▶ [Exercise] Pick out and copy every line below that has the word "MultiPolygon".

*** Recorded information Section Begins ***

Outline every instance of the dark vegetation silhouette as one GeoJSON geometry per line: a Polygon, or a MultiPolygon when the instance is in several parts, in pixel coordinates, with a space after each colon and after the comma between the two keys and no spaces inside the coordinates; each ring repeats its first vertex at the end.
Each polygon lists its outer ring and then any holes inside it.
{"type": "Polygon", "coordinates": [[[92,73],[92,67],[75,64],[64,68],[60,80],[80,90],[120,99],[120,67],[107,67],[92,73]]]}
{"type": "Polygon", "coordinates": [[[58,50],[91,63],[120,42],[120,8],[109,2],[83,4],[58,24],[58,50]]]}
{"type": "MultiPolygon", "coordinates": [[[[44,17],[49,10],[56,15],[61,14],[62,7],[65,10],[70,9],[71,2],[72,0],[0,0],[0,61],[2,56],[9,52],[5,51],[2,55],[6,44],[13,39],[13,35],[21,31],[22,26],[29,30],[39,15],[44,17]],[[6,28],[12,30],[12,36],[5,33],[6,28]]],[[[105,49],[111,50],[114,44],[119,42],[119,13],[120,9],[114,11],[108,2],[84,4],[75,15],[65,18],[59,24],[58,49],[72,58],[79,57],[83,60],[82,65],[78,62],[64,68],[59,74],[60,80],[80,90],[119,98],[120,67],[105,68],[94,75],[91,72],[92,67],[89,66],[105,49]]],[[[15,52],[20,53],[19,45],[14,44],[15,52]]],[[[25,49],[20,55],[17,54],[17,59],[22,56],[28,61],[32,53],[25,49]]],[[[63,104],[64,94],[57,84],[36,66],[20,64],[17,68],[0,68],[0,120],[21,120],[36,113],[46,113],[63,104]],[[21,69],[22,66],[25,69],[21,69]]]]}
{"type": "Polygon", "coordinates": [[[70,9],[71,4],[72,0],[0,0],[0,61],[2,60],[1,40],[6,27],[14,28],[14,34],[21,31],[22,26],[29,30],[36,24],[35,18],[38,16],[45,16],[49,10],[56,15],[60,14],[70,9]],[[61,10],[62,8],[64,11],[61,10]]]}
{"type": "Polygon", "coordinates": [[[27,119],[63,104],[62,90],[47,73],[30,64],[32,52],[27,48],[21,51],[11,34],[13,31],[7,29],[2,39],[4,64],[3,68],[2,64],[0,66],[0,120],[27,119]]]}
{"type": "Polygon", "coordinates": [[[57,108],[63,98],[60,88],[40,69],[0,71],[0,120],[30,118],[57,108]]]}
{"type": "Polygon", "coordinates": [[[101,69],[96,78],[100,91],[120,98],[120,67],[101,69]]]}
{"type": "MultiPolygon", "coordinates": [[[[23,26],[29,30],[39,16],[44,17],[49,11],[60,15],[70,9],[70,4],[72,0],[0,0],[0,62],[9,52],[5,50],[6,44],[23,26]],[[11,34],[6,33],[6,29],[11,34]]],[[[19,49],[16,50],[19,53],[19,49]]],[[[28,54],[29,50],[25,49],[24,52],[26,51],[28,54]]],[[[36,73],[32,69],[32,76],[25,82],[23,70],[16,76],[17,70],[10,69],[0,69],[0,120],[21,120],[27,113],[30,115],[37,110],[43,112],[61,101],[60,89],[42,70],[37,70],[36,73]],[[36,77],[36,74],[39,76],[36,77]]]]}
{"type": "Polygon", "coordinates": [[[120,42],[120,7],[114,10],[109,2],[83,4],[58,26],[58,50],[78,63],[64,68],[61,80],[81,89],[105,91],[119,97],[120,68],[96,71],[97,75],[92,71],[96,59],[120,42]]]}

*** Recorded information Section Ends ***

▶ [Reply to the task]
Outline every instance of the dark vegetation silhouette as one GeoJSON geometry per line: a Polygon, or a MultiPolygon when the instance is in several parts, in pixel coordinates, with a space after each colon and after the comma between the two keys and no spaces inside the coordinates; each ring repeats its first vertex at the end.
{"type": "MultiPolygon", "coordinates": [[[[44,17],[49,10],[56,15],[61,14],[62,7],[65,10],[70,9],[71,2],[72,0],[0,0],[0,61],[2,56],[9,52],[5,51],[2,55],[6,44],[13,39],[13,35],[21,31],[22,26],[29,30],[39,15],[44,17]],[[6,28],[12,30],[12,36],[5,33],[6,28]]],[[[105,49],[111,50],[114,44],[119,42],[119,13],[120,9],[114,11],[108,2],[84,4],[75,15],[65,18],[59,24],[58,49],[72,58],[79,57],[83,60],[82,65],[78,62],[64,68],[59,74],[60,80],[80,90],[119,98],[120,67],[105,68],[94,75],[91,72],[92,67],[89,66],[105,49]]],[[[15,52],[20,53],[19,45],[14,44],[15,52]]],[[[25,49],[20,55],[17,54],[17,59],[22,56],[28,61],[32,53],[25,49]]],[[[63,104],[64,94],[57,84],[36,66],[20,64],[17,68],[0,68],[0,120],[21,120],[36,113],[46,113],[63,104]],[[21,69],[22,66],[25,69],[21,69]]]]}
{"type": "MultiPolygon", "coordinates": [[[[23,26],[29,30],[39,16],[44,17],[49,11],[60,15],[70,9],[70,4],[72,0],[0,0],[0,62],[9,52],[5,50],[6,44],[23,26]],[[11,34],[6,33],[6,29],[11,34]]],[[[19,49],[16,50],[19,53],[19,49]]],[[[28,54],[29,50],[25,49],[24,52],[26,51],[28,54]]],[[[36,73],[32,69],[32,76],[25,82],[23,70],[16,76],[17,70],[10,69],[0,69],[0,120],[21,120],[27,113],[30,115],[37,110],[43,112],[61,101],[60,89],[42,70],[37,70],[36,73]],[[36,77],[36,74],[39,76],[36,77]]]]}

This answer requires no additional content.